Required work. Only the text carries over: repeat the records exactly and drop the images.

Start of Record set

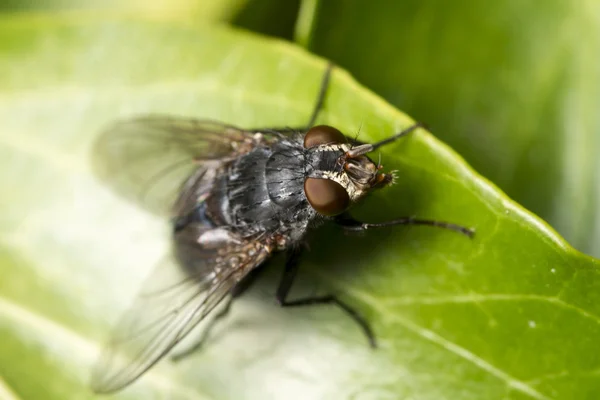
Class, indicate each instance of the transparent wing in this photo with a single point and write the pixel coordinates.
(172, 301)
(148, 159)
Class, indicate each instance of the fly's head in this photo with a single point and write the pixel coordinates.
(338, 173)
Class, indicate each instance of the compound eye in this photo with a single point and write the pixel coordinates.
(327, 197)
(323, 134)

End of Record set

Output below.
Class, indicate each instance of the transparent wing in this photo with a single point and write the pixel coordinates.
(172, 301)
(148, 159)
Class, indicate each instance of the fly's head in this photo with a single point and write the pixel coordinates.
(338, 173)
Class, indicate each instance of the compound eye in this photo with a single point and write the pixel coordinates.
(327, 197)
(323, 134)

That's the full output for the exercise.